[BEGIN Information provided]

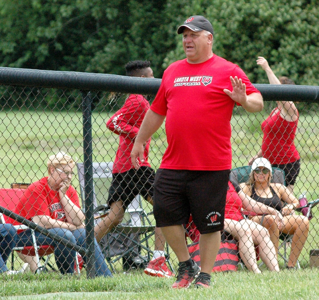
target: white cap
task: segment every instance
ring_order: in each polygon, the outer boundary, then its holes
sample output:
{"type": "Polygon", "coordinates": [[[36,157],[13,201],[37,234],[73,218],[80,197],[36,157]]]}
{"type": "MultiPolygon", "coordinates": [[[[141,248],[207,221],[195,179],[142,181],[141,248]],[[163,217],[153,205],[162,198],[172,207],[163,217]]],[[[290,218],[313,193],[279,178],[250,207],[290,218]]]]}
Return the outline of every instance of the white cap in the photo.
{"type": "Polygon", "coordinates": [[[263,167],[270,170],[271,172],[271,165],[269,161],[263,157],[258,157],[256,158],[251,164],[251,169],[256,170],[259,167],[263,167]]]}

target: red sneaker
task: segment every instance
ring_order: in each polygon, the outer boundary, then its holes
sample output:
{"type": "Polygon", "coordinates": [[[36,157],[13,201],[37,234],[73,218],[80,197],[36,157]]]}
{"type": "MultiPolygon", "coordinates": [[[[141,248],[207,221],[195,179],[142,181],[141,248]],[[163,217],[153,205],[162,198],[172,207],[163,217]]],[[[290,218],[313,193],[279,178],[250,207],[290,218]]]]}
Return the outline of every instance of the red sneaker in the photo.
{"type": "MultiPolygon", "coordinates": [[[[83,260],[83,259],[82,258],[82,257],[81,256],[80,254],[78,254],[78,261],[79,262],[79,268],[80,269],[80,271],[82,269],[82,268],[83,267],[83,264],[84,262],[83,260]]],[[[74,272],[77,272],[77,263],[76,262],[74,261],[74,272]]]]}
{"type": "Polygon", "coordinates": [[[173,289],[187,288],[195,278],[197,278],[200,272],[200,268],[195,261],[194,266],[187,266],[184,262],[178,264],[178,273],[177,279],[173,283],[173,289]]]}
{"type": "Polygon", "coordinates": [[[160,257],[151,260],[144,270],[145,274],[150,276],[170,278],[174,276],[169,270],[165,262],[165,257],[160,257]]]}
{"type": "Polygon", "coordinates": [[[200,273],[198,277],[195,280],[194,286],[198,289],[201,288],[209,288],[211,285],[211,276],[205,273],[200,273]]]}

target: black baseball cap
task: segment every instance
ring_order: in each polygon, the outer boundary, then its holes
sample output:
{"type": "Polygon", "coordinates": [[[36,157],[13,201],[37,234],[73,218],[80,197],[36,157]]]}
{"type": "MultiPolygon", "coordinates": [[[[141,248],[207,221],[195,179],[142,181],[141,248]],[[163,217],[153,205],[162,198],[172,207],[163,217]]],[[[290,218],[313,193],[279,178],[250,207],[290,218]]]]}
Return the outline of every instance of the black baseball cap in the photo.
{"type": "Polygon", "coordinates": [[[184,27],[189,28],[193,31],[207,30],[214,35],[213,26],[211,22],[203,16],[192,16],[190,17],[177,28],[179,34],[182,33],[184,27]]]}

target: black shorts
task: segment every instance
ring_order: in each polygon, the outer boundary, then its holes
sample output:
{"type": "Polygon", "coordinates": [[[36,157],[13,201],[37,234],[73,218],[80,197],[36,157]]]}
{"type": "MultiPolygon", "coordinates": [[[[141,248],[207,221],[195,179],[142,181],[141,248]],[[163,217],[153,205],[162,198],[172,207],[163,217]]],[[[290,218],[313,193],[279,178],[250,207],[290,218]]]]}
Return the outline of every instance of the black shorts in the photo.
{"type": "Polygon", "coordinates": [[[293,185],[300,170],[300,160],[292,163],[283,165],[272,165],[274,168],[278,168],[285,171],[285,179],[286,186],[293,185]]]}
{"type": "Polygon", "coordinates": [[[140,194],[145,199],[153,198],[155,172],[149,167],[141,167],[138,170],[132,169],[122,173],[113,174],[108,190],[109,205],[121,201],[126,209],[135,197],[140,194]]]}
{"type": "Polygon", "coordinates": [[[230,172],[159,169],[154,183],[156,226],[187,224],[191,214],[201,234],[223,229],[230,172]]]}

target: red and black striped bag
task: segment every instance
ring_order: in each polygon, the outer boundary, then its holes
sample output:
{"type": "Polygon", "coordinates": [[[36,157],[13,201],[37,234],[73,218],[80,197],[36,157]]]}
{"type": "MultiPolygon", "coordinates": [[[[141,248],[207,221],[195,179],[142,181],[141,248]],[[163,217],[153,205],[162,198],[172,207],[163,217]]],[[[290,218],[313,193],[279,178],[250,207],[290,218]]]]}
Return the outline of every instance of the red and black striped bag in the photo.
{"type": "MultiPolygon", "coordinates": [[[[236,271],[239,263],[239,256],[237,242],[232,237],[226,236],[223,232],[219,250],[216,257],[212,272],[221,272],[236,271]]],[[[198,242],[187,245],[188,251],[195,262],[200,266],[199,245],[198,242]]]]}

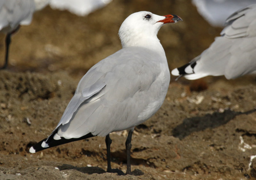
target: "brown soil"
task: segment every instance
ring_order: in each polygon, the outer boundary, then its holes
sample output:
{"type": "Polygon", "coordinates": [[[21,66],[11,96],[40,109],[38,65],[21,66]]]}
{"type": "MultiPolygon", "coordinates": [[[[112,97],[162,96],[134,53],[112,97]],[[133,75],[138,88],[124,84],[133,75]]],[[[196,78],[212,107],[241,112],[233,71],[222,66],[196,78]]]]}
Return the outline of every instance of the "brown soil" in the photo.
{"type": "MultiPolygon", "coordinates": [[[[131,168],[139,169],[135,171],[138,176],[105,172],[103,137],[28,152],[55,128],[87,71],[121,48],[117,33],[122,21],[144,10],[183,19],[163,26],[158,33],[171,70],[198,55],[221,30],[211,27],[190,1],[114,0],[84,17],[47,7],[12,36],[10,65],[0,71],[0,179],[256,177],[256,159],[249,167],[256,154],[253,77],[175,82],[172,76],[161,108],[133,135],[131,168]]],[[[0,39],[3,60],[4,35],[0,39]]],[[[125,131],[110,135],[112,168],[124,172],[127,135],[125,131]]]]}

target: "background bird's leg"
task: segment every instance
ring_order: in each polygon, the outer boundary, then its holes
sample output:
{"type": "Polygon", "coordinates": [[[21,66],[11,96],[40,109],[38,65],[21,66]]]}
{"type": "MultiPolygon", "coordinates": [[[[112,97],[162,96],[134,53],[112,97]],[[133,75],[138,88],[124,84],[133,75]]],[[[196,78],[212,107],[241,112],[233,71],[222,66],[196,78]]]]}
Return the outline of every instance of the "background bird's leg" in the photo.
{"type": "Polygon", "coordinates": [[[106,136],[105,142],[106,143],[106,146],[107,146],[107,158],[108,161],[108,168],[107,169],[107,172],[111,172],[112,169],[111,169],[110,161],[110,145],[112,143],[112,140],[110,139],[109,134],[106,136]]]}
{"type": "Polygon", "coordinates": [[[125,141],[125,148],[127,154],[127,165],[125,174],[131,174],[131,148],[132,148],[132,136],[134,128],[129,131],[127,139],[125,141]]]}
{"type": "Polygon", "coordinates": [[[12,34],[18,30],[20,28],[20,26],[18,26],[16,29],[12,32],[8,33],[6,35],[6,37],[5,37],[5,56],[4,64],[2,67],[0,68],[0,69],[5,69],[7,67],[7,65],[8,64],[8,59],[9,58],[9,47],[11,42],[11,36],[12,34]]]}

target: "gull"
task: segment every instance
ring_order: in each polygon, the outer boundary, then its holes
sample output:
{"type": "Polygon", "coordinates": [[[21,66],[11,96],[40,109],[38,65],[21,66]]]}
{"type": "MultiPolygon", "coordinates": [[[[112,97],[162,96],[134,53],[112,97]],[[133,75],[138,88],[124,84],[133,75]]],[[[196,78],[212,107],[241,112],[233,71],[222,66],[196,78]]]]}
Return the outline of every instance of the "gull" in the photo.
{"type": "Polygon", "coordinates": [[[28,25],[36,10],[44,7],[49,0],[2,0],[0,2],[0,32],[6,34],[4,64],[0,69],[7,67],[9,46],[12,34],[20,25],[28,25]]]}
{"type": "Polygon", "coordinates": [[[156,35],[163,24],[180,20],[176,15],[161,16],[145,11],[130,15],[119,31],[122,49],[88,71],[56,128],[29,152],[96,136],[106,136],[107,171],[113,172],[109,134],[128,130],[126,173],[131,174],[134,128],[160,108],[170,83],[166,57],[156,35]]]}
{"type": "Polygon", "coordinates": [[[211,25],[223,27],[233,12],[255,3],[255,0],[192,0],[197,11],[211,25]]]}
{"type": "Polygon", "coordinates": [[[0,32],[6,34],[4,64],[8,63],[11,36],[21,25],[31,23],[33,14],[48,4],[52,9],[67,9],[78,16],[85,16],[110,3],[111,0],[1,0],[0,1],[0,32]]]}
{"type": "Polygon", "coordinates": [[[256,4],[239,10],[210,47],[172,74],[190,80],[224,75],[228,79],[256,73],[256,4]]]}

[END Information provided]

To do →
State how many lines of the entries above contain the string "background", treating uppercase and lowercase as different. Give only the number.

Output of the exercise →
2